→ **Extrait fourni**
········

L’oeuvre de Françoise Sironi est encore une fois essentielle ici. Elle a pris en charge la réhabilitation de torturés. Les premiers étaient en provenance de Haïti. Puis elle s’est attelée à la réhabilitation de tortionnaires (des grecs du temps de la dictature des colonels, par exemple), qui eux aussi étaient des avariés, savamment avariés par leurs chef bourreaux.
Avec les torturés, le coup de Freud ça ne marche pas, ni aucune des ruses et fraudes des freudiens. Il faut mouiller sa chemise, enquêter activement pour retracer l’intentionnalité du tortionnaire, pour avoir enfin les moyens de contrer cette intentionnalité.
En face d’une anorexique qui cherchait à gagner encore une bataille contre tout psychiatre, Serge Hefetz se montra étonnamment brutal, soulignant la stratégie de son persécuteur interne, ou plutôt l’internalisation de persécuteurs externes. Il a par exemple souligné que grâce aux persécuteurs, son vagin asséché n’était plus fonctionnel, que sa féminité était biffée et neutralisée. Et cette femme revint quelques mois plus tard, ayant cessé de ne faire qu’un avec son persécuteur interne.

········

Entrées enregistrées
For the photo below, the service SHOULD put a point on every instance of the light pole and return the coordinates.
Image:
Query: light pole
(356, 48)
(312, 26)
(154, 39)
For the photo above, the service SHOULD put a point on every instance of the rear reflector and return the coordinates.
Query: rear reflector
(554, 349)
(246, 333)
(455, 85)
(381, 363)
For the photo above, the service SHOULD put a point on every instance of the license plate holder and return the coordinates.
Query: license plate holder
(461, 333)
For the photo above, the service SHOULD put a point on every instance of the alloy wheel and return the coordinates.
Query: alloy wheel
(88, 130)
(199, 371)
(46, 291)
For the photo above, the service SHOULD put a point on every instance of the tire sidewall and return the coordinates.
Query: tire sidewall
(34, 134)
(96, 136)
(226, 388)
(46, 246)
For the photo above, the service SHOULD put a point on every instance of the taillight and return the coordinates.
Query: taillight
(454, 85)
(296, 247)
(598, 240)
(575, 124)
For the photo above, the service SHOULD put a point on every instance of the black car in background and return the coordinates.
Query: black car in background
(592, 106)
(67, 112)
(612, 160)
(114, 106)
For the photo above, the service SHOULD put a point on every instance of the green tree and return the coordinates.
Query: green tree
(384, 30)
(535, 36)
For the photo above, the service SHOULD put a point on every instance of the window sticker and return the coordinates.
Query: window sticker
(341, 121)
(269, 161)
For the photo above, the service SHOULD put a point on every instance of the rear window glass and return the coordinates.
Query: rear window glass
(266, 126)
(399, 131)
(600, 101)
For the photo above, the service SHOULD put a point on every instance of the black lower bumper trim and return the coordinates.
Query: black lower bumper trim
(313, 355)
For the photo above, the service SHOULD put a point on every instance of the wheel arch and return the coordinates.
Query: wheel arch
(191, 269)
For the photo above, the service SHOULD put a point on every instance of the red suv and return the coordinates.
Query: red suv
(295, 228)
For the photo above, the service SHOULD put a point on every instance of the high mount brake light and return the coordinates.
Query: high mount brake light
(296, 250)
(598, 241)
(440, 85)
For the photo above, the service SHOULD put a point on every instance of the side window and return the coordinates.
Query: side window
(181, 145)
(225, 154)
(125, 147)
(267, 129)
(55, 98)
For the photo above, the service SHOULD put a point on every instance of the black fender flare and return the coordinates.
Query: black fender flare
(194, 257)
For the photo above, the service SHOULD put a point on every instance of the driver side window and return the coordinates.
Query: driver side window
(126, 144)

········

→ **Travail à réaliser**
Écrivez la suite de l'extrait sur la réhabilitation des torturés et des tortionnaires, en partant de sa dernière phrase.

→ **Résultat obtenu**
Un gros trou est frappant dans le récit fait par « klrbos » : zéro regard des autres, ou regard méprisant et hostile : « la peur, le dégoût ». C’est pour le moins erroné. Là encore, le persécuteur internalisé a fait oeuvre de geôlier. Il y a un pervers internalisé à contrer, à réussir à contrer.
Je ne suis certainement pas le seul à avoir le regard attiré par la minceur d’une femme, même si cette minceur est excessive, anorexique — voire due à une maladie génétique rare, ça arrive aussi. Certes les carences en progestérone, en vasopressine, en ocytocine sont encore là, et l’assèchement du vagin restreint fortement les pratiques sexuelles, mais il en demeure de délicieuses, parfaitement accessibles, tout à fait capables d’amorcer et fonder une relation durable et féconde.